The problem: What is needed is an exact copy of the entries below, from the line that contains "target: blue and white umbrella" through the final line, both included, and nothing else.

(Region outline entries)
◇ ◇ ◇ ◇ ◇
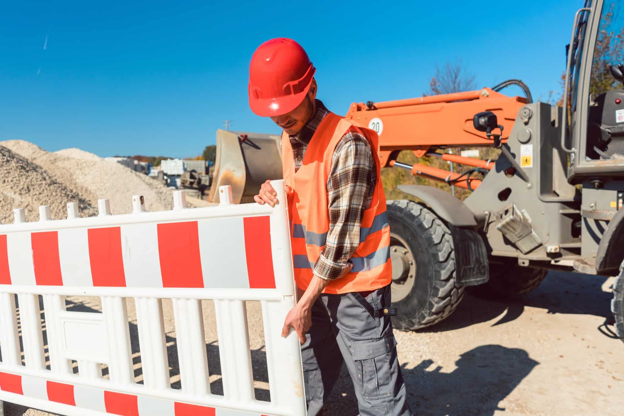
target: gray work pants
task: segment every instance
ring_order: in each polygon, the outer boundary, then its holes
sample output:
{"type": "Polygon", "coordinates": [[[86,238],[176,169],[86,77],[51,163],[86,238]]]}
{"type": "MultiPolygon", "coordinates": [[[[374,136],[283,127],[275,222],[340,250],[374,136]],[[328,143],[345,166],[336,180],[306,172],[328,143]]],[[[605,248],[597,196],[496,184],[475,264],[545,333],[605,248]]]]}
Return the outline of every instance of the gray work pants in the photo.
{"type": "MultiPolygon", "coordinates": [[[[412,415],[392,322],[383,312],[389,306],[389,285],[368,293],[322,294],[316,299],[301,346],[308,416],[319,414],[343,361],[361,416],[412,415]]],[[[331,409],[327,414],[334,414],[331,409]]]]}

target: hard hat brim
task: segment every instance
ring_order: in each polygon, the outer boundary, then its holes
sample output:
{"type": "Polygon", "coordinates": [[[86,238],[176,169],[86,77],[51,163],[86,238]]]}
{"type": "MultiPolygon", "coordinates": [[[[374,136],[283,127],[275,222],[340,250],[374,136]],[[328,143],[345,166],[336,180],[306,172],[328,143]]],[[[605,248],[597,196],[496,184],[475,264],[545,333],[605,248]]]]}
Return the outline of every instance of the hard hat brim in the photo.
{"type": "Polygon", "coordinates": [[[276,98],[253,98],[251,92],[249,93],[249,107],[256,115],[261,117],[271,117],[283,115],[297,108],[308,94],[312,83],[308,84],[303,91],[296,94],[282,95],[276,98]]]}

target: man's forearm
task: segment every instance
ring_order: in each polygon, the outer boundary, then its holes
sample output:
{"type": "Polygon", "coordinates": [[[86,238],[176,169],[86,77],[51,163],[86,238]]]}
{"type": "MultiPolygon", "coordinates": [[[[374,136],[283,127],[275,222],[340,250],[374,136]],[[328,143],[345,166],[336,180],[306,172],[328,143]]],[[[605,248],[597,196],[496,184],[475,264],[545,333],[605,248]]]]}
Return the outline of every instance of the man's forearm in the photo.
{"type": "Polygon", "coordinates": [[[310,284],[308,285],[308,289],[301,295],[297,306],[305,309],[311,309],[312,305],[314,304],[316,299],[323,292],[323,289],[329,284],[329,281],[326,279],[321,279],[316,276],[313,276],[312,280],[310,281],[310,284]]]}

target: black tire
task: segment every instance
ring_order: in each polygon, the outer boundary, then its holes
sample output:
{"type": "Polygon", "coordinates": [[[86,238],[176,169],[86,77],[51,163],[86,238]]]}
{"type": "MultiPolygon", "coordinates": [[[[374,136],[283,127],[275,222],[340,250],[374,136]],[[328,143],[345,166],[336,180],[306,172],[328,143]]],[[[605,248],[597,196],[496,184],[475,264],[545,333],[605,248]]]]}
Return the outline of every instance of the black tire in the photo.
{"type": "Polygon", "coordinates": [[[613,283],[611,311],[615,317],[615,332],[624,342],[624,262],[620,266],[620,274],[613,283]]]}
{"type": "Polygon", "coordinates": [[[394,256],[392,306],[398,310],[392,325],[400,331],[433,325],[452,313],[464,296],[464,288],[455,282],[451,231],[431,211],[412,201],[389,201],[388,213],[394,256]],[[399,300],[397,290],[402,291],[399,300]]]}
{"type": "Polygon", "coordinates": [[[487,283],[470,286],[471,294],[492,300],[514,299],[529,293],[540,285],[548,270],[513,264],[490,263],[487,283]]]}

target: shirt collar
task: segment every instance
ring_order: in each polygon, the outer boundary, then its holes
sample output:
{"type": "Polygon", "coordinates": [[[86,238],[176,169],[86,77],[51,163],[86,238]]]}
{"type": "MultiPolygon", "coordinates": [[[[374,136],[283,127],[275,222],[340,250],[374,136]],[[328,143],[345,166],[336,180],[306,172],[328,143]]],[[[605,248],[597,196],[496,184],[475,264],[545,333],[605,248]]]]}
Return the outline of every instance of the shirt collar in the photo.
{"type": "Polygon", "coordinates": [[[310,143],[310,140],[312,140],[312,136],[314,135],[314,132],[316,131],[321,122],[323,121],[326,115],[329,114],[329,110],[327,109],[320,100],[316,100],[316,110],[314,111],[312,118],[303,126],[303,128],[301,129],[301,132],[292,136],[288,136],[291,142],[298,142],[307,146],[310,143]]]}

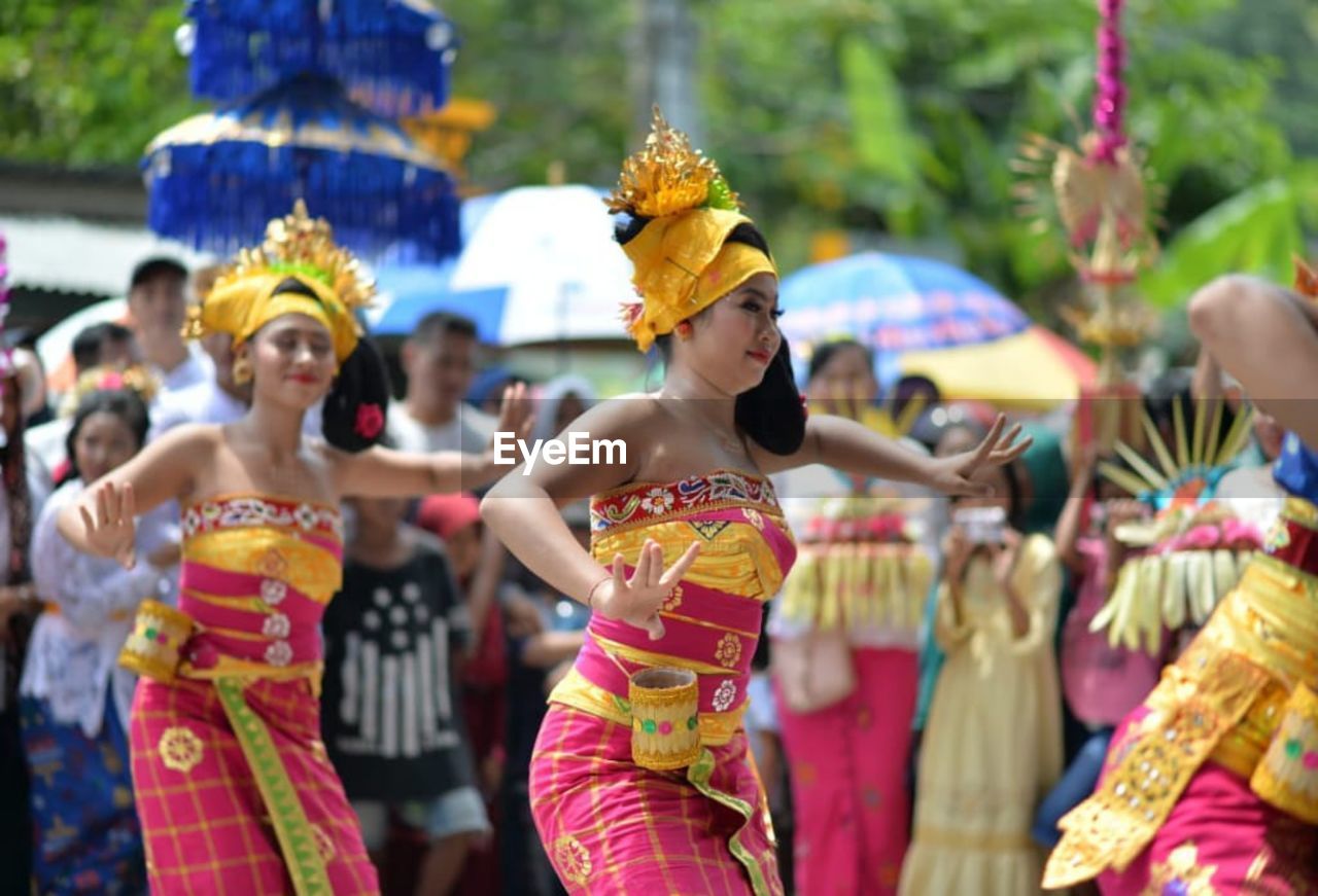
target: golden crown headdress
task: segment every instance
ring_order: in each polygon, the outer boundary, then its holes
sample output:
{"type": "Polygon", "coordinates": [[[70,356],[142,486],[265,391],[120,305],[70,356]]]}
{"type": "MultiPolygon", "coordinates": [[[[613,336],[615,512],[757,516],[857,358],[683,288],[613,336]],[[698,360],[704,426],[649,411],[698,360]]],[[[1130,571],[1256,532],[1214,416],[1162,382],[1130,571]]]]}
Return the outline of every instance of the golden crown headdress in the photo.
{"type": "Polygon", "coordinates": [[[274,318],[304,314],[330,329],[335,357],[343,362],[362,333],[353,312],[374,294],[376,285],[357,258],[335,244],[330,223],[307,215],[299,199],[291,215],[266,225],[260,246],[241,249],[220,271],[200,303],[188,311],[183,336],[228,333],[237,344],[274,318]],[[298,279],[315,298],[281,291],[287,278],[298,279]]]}
{"type": "Polygon", "coordinates": [[[645,221],[622,246],[643,299],[623,303],[622,319],[641,350],[755,274],[778,275],[766,253],[728,242],[737,227],[751,223],[741,199],[659,107],[646,145],[622,163],[605,204],[645,221]]]}
{"type": "Polygon", "coordinates": [[[691,145],[654,107],[645,148],[622,163],[618,186],[605,199],[610,212],[664,217],[691,208],[741,210],[718,163],[691,145]]]}
{"type": "MultiPolygon", "coordinates": [[[[275,217],[266,224],[261,245],[240,249],[215,278],[210,291],[236,279],[262,274],[310,277],[333,290],[349,311],[369,306],[376,296],[376,283],[366,275],[361,262],[333,241],[330,221],[307,213],[307,204],[302,199],[294,203],[291,215],[275,217]]],[[[200,306],[190,308],[183,335],[190,339],[203,335],[200,306]]]]}
{"type": "Polygon", "coordinates": [[[1300,256],[1294,257],[1296,265],[1296,293],[1306,299],[1318,299],[1318,270],[1314,270],[1300,256]]]}

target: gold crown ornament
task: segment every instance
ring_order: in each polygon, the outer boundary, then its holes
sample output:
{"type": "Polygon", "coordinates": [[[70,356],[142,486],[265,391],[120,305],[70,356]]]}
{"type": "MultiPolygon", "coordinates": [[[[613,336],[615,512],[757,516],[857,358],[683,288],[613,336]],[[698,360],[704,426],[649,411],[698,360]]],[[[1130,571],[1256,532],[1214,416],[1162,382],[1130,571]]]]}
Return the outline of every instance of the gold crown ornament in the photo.
{"type": "Polygon", "coordinates": [[[355,311],[370,303],[374,282],[357,258],[333,241],[333,229],[323,217],[307,215],[303,200],[293,213],[275,217],[260,246],[241,249],[188,310],[183,336],[228,333],[235,345],[252,337],[270,320],[285,314],[303,314],[324,324],[341,362],[357,347],[361,327],[355,311]],[[289,278],[314,294],[277,293],[289,278]]]}
{"type": "Polygon", "coordinates": [[[741,213],[741,200],[718,165],[693,149],[658,105],[645,148],[622,163],[605,204],[645,220],[622,246],[642,299],[625,303],[622,318],[642,352],[755,274],[778,277],[766,253],[726,241],[751,220],[741,213]]]}

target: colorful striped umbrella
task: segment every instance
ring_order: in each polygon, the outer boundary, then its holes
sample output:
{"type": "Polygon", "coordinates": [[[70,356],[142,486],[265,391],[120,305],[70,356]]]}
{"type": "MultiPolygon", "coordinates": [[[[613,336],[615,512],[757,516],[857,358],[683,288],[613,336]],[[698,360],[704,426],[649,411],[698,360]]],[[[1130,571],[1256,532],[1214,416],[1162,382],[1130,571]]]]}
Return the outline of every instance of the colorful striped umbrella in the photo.
{"type": "Polygon", "coordinates": [[[927,376],[950,398],[1044,407],[1075,397],[1094,365],[978,277],[931,258],[866,252],[782,285],[784,335],[804,368],[816,345],[855,339],[887,387],[927,376]]]}

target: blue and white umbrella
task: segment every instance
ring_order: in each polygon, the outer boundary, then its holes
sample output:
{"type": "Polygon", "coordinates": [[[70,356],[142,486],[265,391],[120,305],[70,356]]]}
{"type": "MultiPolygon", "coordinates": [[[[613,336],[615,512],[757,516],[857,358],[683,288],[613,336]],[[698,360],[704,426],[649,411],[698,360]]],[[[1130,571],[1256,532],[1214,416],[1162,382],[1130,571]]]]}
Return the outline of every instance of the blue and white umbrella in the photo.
◇ ◇ ◇ ◇ ◇
Solution:
target: blue and white umbrella
task: segment every instance
ring_order: in each polygon, the outer boundary, then its holes
sample output:
{"type": "Polygon", "coordinates": [[[70,356],[142,486],[265,391],[120,305],[70,356]]]}
{"type": "MultiPolygon", "coordinates": [[[[613,336],[615,512],[757,516],[857,358],[683,288],[613,336]],[[698,360],[704,426],[649,411],[698,360]]],[[[1130,571],[1256,532],[1214,416],[1162,382],[1130,571]]]]}
Return the outline of every instance of the blue and white umbrella in the photo.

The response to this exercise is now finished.